───── TRECHO DA PÁGINA ─────

Assim como a apuração de autoria de crimes cibernéticos depende da contribuição de provedores de aplicações, assim como a apuração de autores de crimes financeiros e quadrilhas, depende da cooperação de bancos, do mesmo modo, a apuração de crimes com criptoativos depende da contribuição de entidades centralizadas e exchanges, local para onde normalmente os criptoativos correm, não apenas no fornecimento de dados de seus clientes eventualmente recebendo produto de crime (o que permitirá uma investigação reversa), mas no bloqueio ágil cautelar de ativos tão logo notificadas, o que nem sempre ocorre e pode gerar a responsabilização destas judicialmente.
É importante destacar que as Exangues devem cumprir regras e políticas de KYC (Know your customer), que exige que estas verifiquem a identidade de seus usuários antes de transacionarem ou abrirem wallets em plataformas. Do mesmo modo, tem crescido na área a aplicação e compliance com regras de KYT (Know your transaction), ou seja, o dever da entidade em analisar transações, origem e destino e tomar medidas para impedir ou reduzir os riscos ou vetar transações para endereços sabidamente associados às atividades ilícitas, assim como um banco bloqueia transações PIX para contas denunciadas no Banco Central.
Assim, não incomuns casos de transações fraudulentas de vitimas para endereços que na Blockchain já eram marcados como associados a atividades criminosas e, ainda assim, a carteira ou Exchange autorizou a transação, não adotando medidas de segurança necessárias, o que deve ser questionado em juízo pelas vítimas. Além disso, regras de análise comportamental e bloqueio de atividades atípicas são práticas que devem ser observadas pelas Exchanges.
Não é novidade que o crime cibernético tem preferido atuar sob blockchains, considerando dificuldades de investigação, que exige conhecimento aprofundado de auditoria forense digital, e é justamente por isso que as Exchanges ou Corretoras devem cumprir regras de AML (Anti-Money Laudering), de acordo com o país em que instaladas.
E é neste aspecto que as Exchanges, igualmente, têm o dever de coletar dados pessoais de seus clientes, verificar a identidade dos mesmos e monitorar continuamente as atividades das contas para detectar atividades ilícitas. Algumas até anunciam que o monitoramento ocorre por inteligência artificial, porém na prática vítimas continuam lesadas em casos reais, sem que nenhum controle de segurança funcionasse.
Do mesmo modo, acompanhar o comportamento de seus clientes e detectar atividades suspeitas, atípicas, anômalas é um dever das Exchanges, que possam indicar transações fraudulentas, invasões, coação ou mesmo atividades ilícitas, tal como fazem as instituições financeiras, analisando IP, geolocalização, id do dispositivo, volume e horário das transações, dentre outros.

─────

● **INSTRUÇÃO A**
No texto sobre crimes com criptoativos, substitua "Exchanges" por "Corretoras" na passagem que começa em "E é neste aspecto" e termina em "transações, dentre outros.", apresentando-a com essa alteração.
● **INSTRUÇÃO B**
Prossiga o texto sobre crimes com criptoativos a partir da última frase apresentada.

───── DADOS EXTRAÍDOS ─────

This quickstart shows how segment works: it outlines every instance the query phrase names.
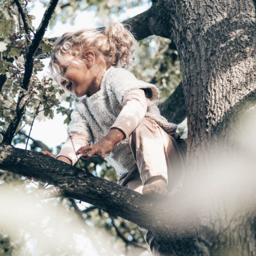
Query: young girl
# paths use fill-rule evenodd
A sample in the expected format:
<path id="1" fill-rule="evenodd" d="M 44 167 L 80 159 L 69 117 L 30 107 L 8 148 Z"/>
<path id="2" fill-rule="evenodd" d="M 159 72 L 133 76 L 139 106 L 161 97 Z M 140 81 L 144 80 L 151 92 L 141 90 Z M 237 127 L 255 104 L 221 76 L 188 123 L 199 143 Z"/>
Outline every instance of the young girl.
<path id="1" fill-rule="evenodd" d="M 56 158 L 74 164 L 77 157 L 101 155 L 120 175 L 118 184 L 144 195 L 165 196 L 181 184 L 185 142 L 175 133 L 177 125 L 161 116 L 156 86 L 117 68 L 131 63 L 135 46 L 131 33 L 118 23 L 104 33 L 81 30 L 56 41 L 51 73 L 80 98 L 69 137 Z M 152 234 L 146 239 L 158 255 Z"/>

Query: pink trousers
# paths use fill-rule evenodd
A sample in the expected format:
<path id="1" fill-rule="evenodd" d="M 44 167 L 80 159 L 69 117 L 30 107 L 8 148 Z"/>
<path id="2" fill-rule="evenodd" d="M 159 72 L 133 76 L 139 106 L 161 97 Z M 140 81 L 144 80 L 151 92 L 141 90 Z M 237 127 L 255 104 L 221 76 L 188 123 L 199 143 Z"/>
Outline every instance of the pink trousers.
<path id="1" fill-rule="evenodd" d="M 137 166 L 120 177 L 117 183 L 142 194 L 146 181 L 161 176 L 170 194 L 180 187 L 186 167 L 186 143 L 176 133 L 167 134 L 154 120 L 144 118 L 130 136 L 130 144 Z M 150 230 L 145 236 L 154 256 L 162 255 Z"/>

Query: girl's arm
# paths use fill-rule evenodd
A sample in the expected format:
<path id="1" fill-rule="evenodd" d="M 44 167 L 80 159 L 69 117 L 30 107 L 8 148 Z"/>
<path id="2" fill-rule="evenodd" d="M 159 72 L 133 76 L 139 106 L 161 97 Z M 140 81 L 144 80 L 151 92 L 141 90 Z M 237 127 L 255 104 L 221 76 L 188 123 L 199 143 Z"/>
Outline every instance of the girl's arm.
<path id="1" fill-rule="evenodd" d="M 123 107 L 109 133 L 99 142 L 91 146 L 81 147 L 77 154 L 88 158 L 100 154 L 104 158 L 105 154 L 111 152 L 115 145 L 125 137 L 129 137 L 136 129 L 146 114 L 147 103 L 144 91 L 133 90 L 126 93 L 123 100 Z"/>
<path id="2" fill-rule="evenodd" d="M 83 134 L 71 134 L 56 158 L 74 165 L 82 155 L 76 155 L 76 152 L 81 147 L 86 146 L 88 144 L 88 140 Z"/>

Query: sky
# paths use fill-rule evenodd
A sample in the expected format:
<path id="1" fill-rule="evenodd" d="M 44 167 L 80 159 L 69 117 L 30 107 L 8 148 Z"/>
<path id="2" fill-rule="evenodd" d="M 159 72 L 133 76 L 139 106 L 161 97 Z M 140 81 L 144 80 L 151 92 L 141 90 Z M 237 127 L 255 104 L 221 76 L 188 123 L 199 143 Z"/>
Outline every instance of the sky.
<path id="1" fill-rule="evenodd" d="M 39 1 L 34 2 L 32 4 L 33 7 L 31 8 L 30 14 L 35 17 L 35 19 L 33 20 L 33 25 L 35 28 L 37 28 L 44 15 L 45 8 Z M 150 7 L 149 4 L 145 3 L 141 6 L 132 9 L 127 9 L 125 13 L 121 14 L 119 17 L 112 15 L 110 21 L 125 20 L 130 17 L 135 16 L 146 11 Z M 84 22 L 86 17 L 87 22 Z M 69 23 L 63 24 L 58 22 L 53 29 L 49 29 L 46 31 L 45 37 L 50 38 L 60 36 L 68 31 L 72 32 L 82 29 L 96 28 L 100 26 L 100 18 L 95 16 L 93 11 L 81 11 L 75 18 L 74 25 L 71 25 Z M 42 71 L 40 72 L 39 77 L 42 78 L 44 76 L 48 75 L 49 61 L 49 59 L 44 60 L 45 68 Z M 62 102 L 61 105 L 65 106 L 65 103 Z M 65 118 L 65 116 L 56 113 L 52 120 L 45 118 L 41 115 L 35 120 L 30 137 L 33 139 L 42 141 L 49 147 L 53 148 L 53 154 L 57 154 L 57 152 L 55 147 L 65 142 L 67 138 L 67 124 L 63 124 Z M 24 128 L 24 131 L 26 131 L 27 134 L 29 133 L 30 130 L 30 126 L 28 125 L 26 125 Z M 25 145 L 23 144 L 17 144 L 15 146 L 21 148 L 25 148 Z M 27 149 L 29 150 L 29 147 Z"/>

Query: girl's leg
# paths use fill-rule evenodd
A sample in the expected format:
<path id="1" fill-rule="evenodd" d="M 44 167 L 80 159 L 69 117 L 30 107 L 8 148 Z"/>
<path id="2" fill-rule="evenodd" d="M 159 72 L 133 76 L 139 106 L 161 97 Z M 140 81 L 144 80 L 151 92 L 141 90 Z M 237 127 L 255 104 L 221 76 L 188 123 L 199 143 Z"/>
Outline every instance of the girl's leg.
<path id="1" fill-rule="evenodd" d="M 184 175 L 184 140 L 145 118 L 132 133 L 130 143 L 144 186 L 142 194 L 163 194 L 166 184 L 169 193 L 176 191 Z"/>
<path id="2" fill-rule="evenodd" d="M 143 194 L 147 181 L 160 177 L 168 183 L 169 191 L 174 193 L 177 191 L 185 172 L 185 141 L 176 133 L 167 134 L 148 118 L 143 119 L 130 139 L 138 168 L 122 175 L 117 183 Z M 154 256 L 164 256 L 152 232 L 147 230 L 144 239 Z"/>

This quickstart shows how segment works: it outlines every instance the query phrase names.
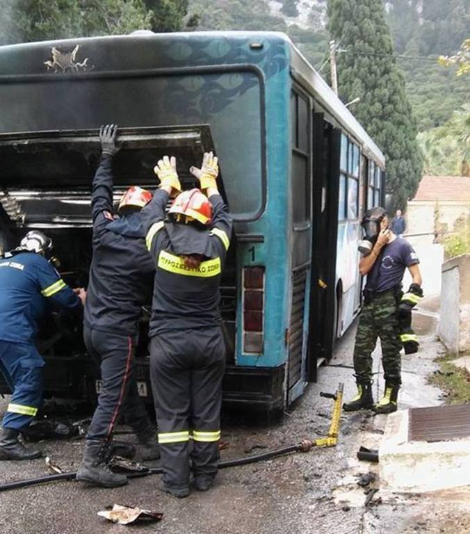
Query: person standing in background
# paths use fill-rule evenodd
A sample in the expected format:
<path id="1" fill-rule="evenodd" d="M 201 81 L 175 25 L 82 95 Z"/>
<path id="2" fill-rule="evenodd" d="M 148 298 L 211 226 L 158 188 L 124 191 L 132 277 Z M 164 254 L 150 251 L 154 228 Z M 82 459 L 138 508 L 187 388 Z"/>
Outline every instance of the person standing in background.
<path id="1" fill-rule="evenodd" d="M 396 210 L 395 217 L 394 217 L 391 220 L 390 229 L 398 237 L 403 236 L 405 230 L 406 230 L 406 222 L 405 222 L 405 219 L 403 218 L 400 209 Z"/>

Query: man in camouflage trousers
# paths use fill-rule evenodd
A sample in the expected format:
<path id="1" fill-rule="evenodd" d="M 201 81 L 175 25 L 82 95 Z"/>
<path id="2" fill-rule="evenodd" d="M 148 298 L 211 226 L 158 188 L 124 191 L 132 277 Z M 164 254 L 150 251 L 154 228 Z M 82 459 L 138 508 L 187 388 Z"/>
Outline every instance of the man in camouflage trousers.
<path id="1" fill-rule="evenodd" d="M 413 278 L 409 291 L 421 292 L 419 260 L 407 241 L 389 229 L 389 219 L 383 208 L 370 209 L 364 215 L 362 226 L 366 237 L 359 243 L 359 250 L 365 255 L 359 263 L 359 271 L 367 275 L 367 281 L 354 348 L 357 394 L 343 408 L 347 412 L 372 408 L 376 413 L 390 413 L 396 410 L 401 385 L 402 341 L 398 312 L 401 281 L 407 267 Z M 367 246 L 362 248 L 364 243 Z M 378 337 L 382 345 L 385 391 L 383 398 L 374 405 L 371 355 Z"/>

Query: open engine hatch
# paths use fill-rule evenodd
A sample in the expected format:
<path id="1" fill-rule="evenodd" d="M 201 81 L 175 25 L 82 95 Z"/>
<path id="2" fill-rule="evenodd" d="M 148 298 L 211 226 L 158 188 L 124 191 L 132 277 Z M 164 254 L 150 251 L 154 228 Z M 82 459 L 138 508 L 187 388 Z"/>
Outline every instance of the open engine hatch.
<path id="1" fill-rule="evenodd" d="M 183 188 L 197 186 L 189 168 L 200 165 L 204 152 L 214 150 L 207 124 L 120 128 L 118 140 L 116 202 L 131 185 L 154 189 L 153 168 L 165 154 L 177 157 Z M 91 184 L 99 156 L 98 130 L 0 134 L 0 205 L 8 220 L 28 227 L 90 226 Z M 227 202 L 222 178 L 219 184 Z"/>

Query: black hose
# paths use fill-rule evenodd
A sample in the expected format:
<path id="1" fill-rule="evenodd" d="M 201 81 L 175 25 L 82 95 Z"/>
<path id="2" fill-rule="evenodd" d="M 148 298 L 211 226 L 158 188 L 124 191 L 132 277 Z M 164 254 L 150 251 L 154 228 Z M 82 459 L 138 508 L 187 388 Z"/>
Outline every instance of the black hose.
<path id="1" fill-rule="evenodd" d="M 366 448 L 366 447 L 361 447 L 357 451 L 357 460 L 364 460 L 365 462 L 373 462 L 374 463 L 378 463 L 379 451 L 375 448 Z"/>
<path id="2" fill-rule="evenodd" d="M 238 465 L 245 465 L 246 464 L 253 464 L 256 462 L 261 462 L 264 460 L 269 460 L 276 456 L 281 456 L 283 454 L 295 453 L 300 450 L 299 445 L 291 445 L 288 447 L 277 448 L 275 451 L 270 451 L 268 453 L 263 454 L 257 454 L 254 456 L 248 456 L 245 458 L 235 458 L 234 460 L 226 460 L 220 462 L 219 468 L 236 467 Z M 149 469 L 150 475 L 161 475 L 163 472 L 161 467 L 152 467 Z M 6 484 L 0 485 L 0 492 L 6 492 L 8 490 L 15 490 L 19 487 L 27 487 L 28 486 L 34 486 L 36 484 L 42 484 L 46 482 L 56 482 L 57 480 L 71 480 L 75 478 L 76 473 L 60 473 L 56 475 L 48 475 L 47 476 L 41 476 L 38 478 L 27 478 L 24 480 L 15 480 Z M 145 475 L 144 475 L 145 476 Z"/>
<path id="3" fill-rule="evenodd" d="M 72 478 L 75 478 L 76 474 L 76 473 L 58 473 L 56 475 L 47 475 L 47 476 L 40 476 L 38 478 L 26 478 L 24 480 L 8 482 L 6 484 L 1 484 L 0 485 L 0 492 L 5 492 L 7 490 L 15 490 L 18 487 L 34 486 L 36 484 L 42 484 L 43 482 L 71 480 Z"/>

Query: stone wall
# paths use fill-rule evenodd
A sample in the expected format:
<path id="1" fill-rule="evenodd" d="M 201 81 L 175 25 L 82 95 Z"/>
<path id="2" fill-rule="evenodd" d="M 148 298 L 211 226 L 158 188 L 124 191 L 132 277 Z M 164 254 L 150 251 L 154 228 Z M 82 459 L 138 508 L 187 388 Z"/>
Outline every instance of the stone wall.
<path id="1" fill-rule="evenodd" d="M 470 254 L 442 264 L 439 336 L 452 353 L 470 350 Z"/>

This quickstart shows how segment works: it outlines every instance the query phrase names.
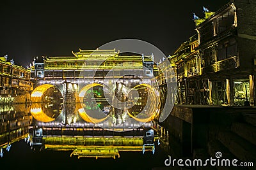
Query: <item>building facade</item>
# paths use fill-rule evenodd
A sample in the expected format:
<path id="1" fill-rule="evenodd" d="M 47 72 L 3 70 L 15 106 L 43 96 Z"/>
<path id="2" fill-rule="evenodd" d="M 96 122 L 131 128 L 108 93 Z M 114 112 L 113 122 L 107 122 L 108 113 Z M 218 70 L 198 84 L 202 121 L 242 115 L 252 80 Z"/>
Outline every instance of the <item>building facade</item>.
<path id="1" fill-rule="evenodd" d="M 216 12 L 204 8 L 205 17 L 195 18 L 197 34 L 168 57 L 175 64 L 176 104 L 255 106 L 255 6 L 231 1 Z M 160 85 L 163 76 L 156 78 Z"/>
<path id="2" fill-rule="evenodd" d="M 0 103 L 29 102 L 33 90 L 30 78 L 30 69 L 7 61 L 7 57 L 0 57 Z"/>

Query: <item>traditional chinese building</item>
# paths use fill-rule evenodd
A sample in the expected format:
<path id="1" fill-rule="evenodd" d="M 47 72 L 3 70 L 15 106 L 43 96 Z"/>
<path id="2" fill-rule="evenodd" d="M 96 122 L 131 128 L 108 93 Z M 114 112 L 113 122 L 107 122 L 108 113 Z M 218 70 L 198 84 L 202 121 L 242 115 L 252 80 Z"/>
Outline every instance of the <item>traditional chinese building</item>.
<path id="1" fill-rule="evenodd" d="M 45 57 L 36 63 L 35 78 L 45 79 L 77 79 L 92 76 L 93 78 L 123 75 L 153 76 L 152 56 L 121 55 L 113 50 L 82 50 L 71 57 Z M 144 67 L 143 67 L 144 66 Z M 109 70 L 112 75 L 108 74 Z M 95 71 L 93 75 L 92 71 Z M 97 71 L 96 71 L 97 70 Z M 83 71 L 81 72 L 81 71 Z"/>
<path id="2" fill-rule="evenodd" d="M 176 103 L 255 106 L 255 7 L 231 1 L 216 12 L 204 8 L 203 18 L 194 15 L 197 35 L 168 58 L 175 63 Z M 168 68 L 166 63 L 159 69 Z M 159 85 L 167 80 L 163 75 L 156 78 Z"/>
<path id="3" fill-rule="evenodd" d="M 0 103 L 24 103 L 33 90 L 31 71 L 0 57 Z"/>
<path id="4" fill-rule="evenodd" d="M 207 80 L 201 104 L 255 105 L 255 4 L 231 1 L 215 13 L 205 8 L 205 17 L 195 20 L 200 78 Z"/>

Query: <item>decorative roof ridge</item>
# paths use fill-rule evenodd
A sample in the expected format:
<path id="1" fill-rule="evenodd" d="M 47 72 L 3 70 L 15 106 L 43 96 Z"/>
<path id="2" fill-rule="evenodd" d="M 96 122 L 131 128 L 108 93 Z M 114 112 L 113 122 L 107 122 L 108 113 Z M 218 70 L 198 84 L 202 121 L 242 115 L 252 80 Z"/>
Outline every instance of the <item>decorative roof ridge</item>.
<path id="1" fill-rule="evenodd" d="M 221 11 L 224 10 L 225 8 L 227 8 L 227 7 L 231 6 L 232 4 L 234 4 L 234 1 L 231 0 L 230 1 L 229 1 L 228 3 L 226 3 L 225 5 L 223 5 L 221 8 L 220 8 L 216 12 L 212 12 L 212 13 L 214 13 L 212 15 L 209 16 L 208 18 L 196 19 L 196 20 L 204 20 L 204 21 L 200 22 L 200 23 L 199 23 L 196 26 L 196 28 L 197 28 L 199 26 L 200 26 L 202 24 L 202 23 L 204 23 L 205 21 L 209 20 L 210 19 L 213 18 L 214 16 L 216 16 L 217 14 L 219 14 Z"/>

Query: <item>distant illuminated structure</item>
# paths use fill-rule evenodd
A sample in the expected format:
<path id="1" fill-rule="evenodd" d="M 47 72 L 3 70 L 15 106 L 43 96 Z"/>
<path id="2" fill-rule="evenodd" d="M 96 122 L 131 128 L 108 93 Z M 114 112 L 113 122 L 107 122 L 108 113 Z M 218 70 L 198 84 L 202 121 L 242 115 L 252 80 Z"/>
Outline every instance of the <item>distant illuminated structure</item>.
<path id="1" fill-rule="evenodd" d="M 117 92 L 116 97 L 124 101 L 128 100 L 125 97 L 127 90 L 125 86 L 128 89 L 139 84 L 150 84 L 150 79 L 157 73 L 154 64 L 153 53 L 151 55 L 135 55 L 120 53 L 119 51 L 116 52 L 115 49 L 98 48 L 95 50 L 79 49 L 78 52 L 72 52 L 72 53 L 74 56 L 70 57 L 43 57 L 42 60 L 39 60 L 40 59 L 35 60 L 32 70 L 32 79 L 35 83 L 35 90 L 31 95 L 32 102 L 51 102 L 54 98 L 51 96 L 58 93 L 58 98 L 63 99 L 62 112 L 66 114 L 62 120 L 63 124 L 70 124 L 76 122 L 75 115 L 78 113 L 87 122 L 100 123 L 105 120 L 106 114 L 97 120 L 87 114 L 90 111 L 97 110 L 98 108 L 104 110 L 104 108 L 109 107 L 110 104 L 106 99 L 108 97 L 105 97 L 106 94 L 103 94 L 104 88 L 109 89 L 108 90 L 109 93 Z M 145 86 L 143 88 L 147 89 L 148 87 Z M 142 96 L 143 93 L 141 90 L 140 95 Z M 85 97 L 86 95 L 94 96 L 97 102 L 97 106 L 88 103 L 86 100 L 88 97 Z M 141 110 L 142 106 L 140 105 L 143 103 L 143 99 L 141 98 L 139 99 L 140 102 L 136 103 L 136 105 L 140 105 L 136 108 Z M 157 100 L 157 97 L 152 97 L 152 100 Z M 76 107 L 73 103 L 81 101 L 84 101 L 82 106 L 83 109 L 74 112 Z M 36 112 L 40 113 L 38 108 L 32 109 L 35 115 Z M 88 111 L 84 111 L 84 109 Z M 152 111 L 156 109 L 154 107 Z M 114 111 L 113 108 L 109 108 L 107 115 L 109 113 L 114 114 L 113 122 L 122 124 L 125 122 L 125 117 L 130 113 L 121 111 Z M 152 114 L 151 111 L 148 112 L 147 114 Z M 138 120 L 147 122 L 153 117 L 150 115 L 148 117 L 141 117 Z"/>
<path id="2" fill-rule="evenodd" d="M 31 70 L 15 65 L 13 59 L 8 61 L 7 58 L 7 55 L 0 57 L 0 104 L 29 102 L 33 90 Z"/>
<path id="3" fill-rule="evenodd" d="M 216 12 L 203 7 L 205 17 L 193 15 L 197 34 L 168 59 L 177 80 L 176 104 L 253 106 L 255 94 L 255 4 L 231 1 Z M 243 9 L 238 10 L 237 9 Z M 159 70 L 170 67 L 161 61 Z M 164 103 L 168 73 L 152 80 Z M 169 82 L 168 82 L 169 81 Z"/>

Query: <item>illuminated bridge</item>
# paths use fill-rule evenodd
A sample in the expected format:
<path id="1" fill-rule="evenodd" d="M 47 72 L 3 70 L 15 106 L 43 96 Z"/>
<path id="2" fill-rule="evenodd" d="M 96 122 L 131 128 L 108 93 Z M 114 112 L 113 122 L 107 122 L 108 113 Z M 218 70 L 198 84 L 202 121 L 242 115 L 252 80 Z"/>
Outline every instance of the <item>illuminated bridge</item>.
<path id="1" fill-rule="evenodd" d="M 122 55 L 115 49 L 72 53 L 35 60 L 33 104 L 61 103 L 54 115 L 61 115 L 63 125 L 76 124 L 79 115 L 86 123 L 117 131 L 139 127 L 157 116 L 159 94 L 150 85 L 157 73 L 153 54 Z M 38 106 L 31 113 L 43 122 L 54 120 Z"/>

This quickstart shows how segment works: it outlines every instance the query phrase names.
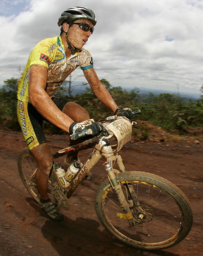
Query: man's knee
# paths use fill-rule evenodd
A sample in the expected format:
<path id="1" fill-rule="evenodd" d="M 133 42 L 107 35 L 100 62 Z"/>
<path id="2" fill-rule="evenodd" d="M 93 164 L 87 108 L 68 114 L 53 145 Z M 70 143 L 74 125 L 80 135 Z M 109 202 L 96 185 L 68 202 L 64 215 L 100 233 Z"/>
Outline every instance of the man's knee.
<path id="1" fill-rule="evenodd" d="M 73 101 L 70 101 L 64 106 L 62 112 L 75 122 L 80 123 L 90 118 L 85 109 Z"/>
<path id="2" fill-rule="evenodd" d="M 52 167 L 53 157 L 47 143 L 38 145 L 31 150 L 37 163 L 38 168 L 46 174 L 49 173 Z"/>

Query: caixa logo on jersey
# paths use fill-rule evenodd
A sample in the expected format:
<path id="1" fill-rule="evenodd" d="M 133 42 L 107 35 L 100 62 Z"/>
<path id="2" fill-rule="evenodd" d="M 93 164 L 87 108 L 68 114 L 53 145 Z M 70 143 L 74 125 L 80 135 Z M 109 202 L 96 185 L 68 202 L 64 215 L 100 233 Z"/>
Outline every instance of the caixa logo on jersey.
<path id="1" fill-rule="evenodd" d="M 50 63 L 50 60 L 49 59 L 49 57 L 47 56 L 47 55 L 45 55 L 45 54 L 44 54 L 43 53 L 41 53 L 39 59 L 41 61 L 45 61 L 45 62 L 48 63 L 48 64 L 49 64 Z"/>
<path id="2" fill-rule="evenodd" d="M 28 146 L 29 144 L 30 144 L 31 142 L 32 142 L 34 140 L 33 136 L 31 136 L 29 137 L 26 140 L 26 142 L 27 143 L 27 145 Z"/>

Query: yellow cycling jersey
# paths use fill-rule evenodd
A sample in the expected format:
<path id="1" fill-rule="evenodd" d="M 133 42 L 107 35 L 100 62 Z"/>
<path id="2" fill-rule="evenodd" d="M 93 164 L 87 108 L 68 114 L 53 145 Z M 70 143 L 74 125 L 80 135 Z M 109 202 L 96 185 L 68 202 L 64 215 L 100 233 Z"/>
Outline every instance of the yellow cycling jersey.
<path id="1" fill-rule="evenodd" d="M 31 52 L 17 86 L 17 98 L 29 102 L 29 73 L 30 67 L 40 64 L 48 68 L 47 83 L 45 88 L 50 97 L 62 82 L 77 67 L 83 70 L 93 67 L 92 58 L 89 52 L 82 49 L 68 59 L 66 57 L 61 36 L 47 38 L 40 42 Z"/>

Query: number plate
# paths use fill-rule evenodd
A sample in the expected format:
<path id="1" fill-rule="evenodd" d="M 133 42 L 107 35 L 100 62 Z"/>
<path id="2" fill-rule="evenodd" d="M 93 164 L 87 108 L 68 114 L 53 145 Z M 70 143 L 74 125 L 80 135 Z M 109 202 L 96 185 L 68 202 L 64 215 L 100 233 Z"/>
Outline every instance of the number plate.
<path id="1" fill-rule="evenodd" d="M 116 137 L 118 141 L 118 151 L 119 151 L 131 137 L 132 125 L 130 122 L 121 118 L 105 124 L 107 129 L 110 130 Z"/>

─────

● **RESPOSTA CORRETA A**
E é neste aspecto que as Corretoras, igualmente, têm o dever de coletar dados pessoais de seus clientes, verificar a identidade dos mesmos e monitorar continuamente as atividades das contas para detectar atividades ilícitas. Algumas até anunciam que o monitoramento ocorre por inteligência artificial, porém na prática vítimas continuam lesadas em casos reais, sem que nenhum controle de segurança funcionasse.
Do mesmo modo, acompanhar o comportamento de seus clientes e detectar atividades suspeitas, atípicas, anômalas é um dever das Corretoras, que possam indicar transações fraudulentas, invasões, coação ou mesmo atividades ilícitas, tal como fazem as instituições financeiras, analisando IP, geolocalização, id do dispositivo, volume e horário das transações, dentre outros.

● **RESPOSTA CORRETA B**
Responsabilidade em bloqueios de saldos por ordens judiciais
Do mesmo modo, não é possível reverter transações fraudulentas sem a atuação ágil de Exchanges, como bloqueio de saldos em carteiras destinatárias dos fundos, envolvendo seus clientes ou suas próprias carteiras de depósitos e saques. Assim, devem obedecer ordens judiciais envolvendo bloqueio de saldos de criptoativos, não só de usuários investigados, mas eventualmente de quem recebera produto de crime, ainda que cautelar e temporariamente.
Assim, o bloqueio de saldos de criptoativos pode ser dar por a) investigação de fraudes ou crimes financeiros; b) execução de medidas cautelares, após rastreio de criptoativos; c) sequestro de ativos relacionados aos crimes diversos.
Deste modo, uma Exchange que, podendo reduzir ou mitigar o dano e bloquear fundos que passam por carteiras que gere, oferece e administra, pode vir a ser responsabilizada judicialmente caso não aja diligentemente, como aliás, já existem casos no Brasil e no mundo.
Lembrando, igualmente, que as Exchanges devem respeitar regulamentos de proteção de dados pessoais e padrões GAFI (Grupo de Ação Financeira Internacional).
Deste modo, caso estas entidades centralizadas não cumpram as obrigações a partir de ordens judiciais, podem sofrer não só sanções financeiras, multas diárias, mas responsabilidade jurídica por facilitarem atividades criminosas, decorrentes de fraudes e golpes online e pelo descumprimento de ordens judiciais.
Considerações finais
Diversamente do que muitos dizem, nem tudo está perdido diante de golpes e fraudes com criptoativos. Não é nada fácil recuperar fundos furtados, mas agir certo e rápido é fundamental. Uma investigação séria e uma perícia de rastreio poderá identificar destino dos fundos e entidades responsáveis, que podem cooperar em juízo para apurar os titulares de carteiras e até mesmo adotar medidas cautelares no sentido de preservação dos fundos para que não sejam dilapidados, a depender da Jurisdição, o que é considerada uma boa prática de investigação.
No entanto, é essencial que este pedido esteja no contexto de um devido processo legal, para se garantir que direitos de usuários não sejam violados. Por outro lado, como visto, as Exchanges não devem criar um ambiente anônimo para seus usuários que são investigados, tampouco advogar para estes, incentivando o crime, sobretudo, quando se nega a apresentar informações cadastrais e dados que deve custodiar por lei e apresentar por ordem judicial, ou se nega a cooperar com a Justiça.
Por isso, o pedido judicial deve vir embasado com evidências claras de uso ou drenagem de fundos até endereço para saques ou conversão ou mesmo endereços internos da própria Exchange.
Como exposto, a responsabilidade indireta das Exchanges no bloqueio de endereços é tema atual e está em construção, sendo ligado diretamente ao papel que estas instituições podem desempenhar em facilitar conversões e transações com criptoativos, bem como em seu dever de evitar que seus serviços sejam usados para atividades ilícitas, facilitando o crime.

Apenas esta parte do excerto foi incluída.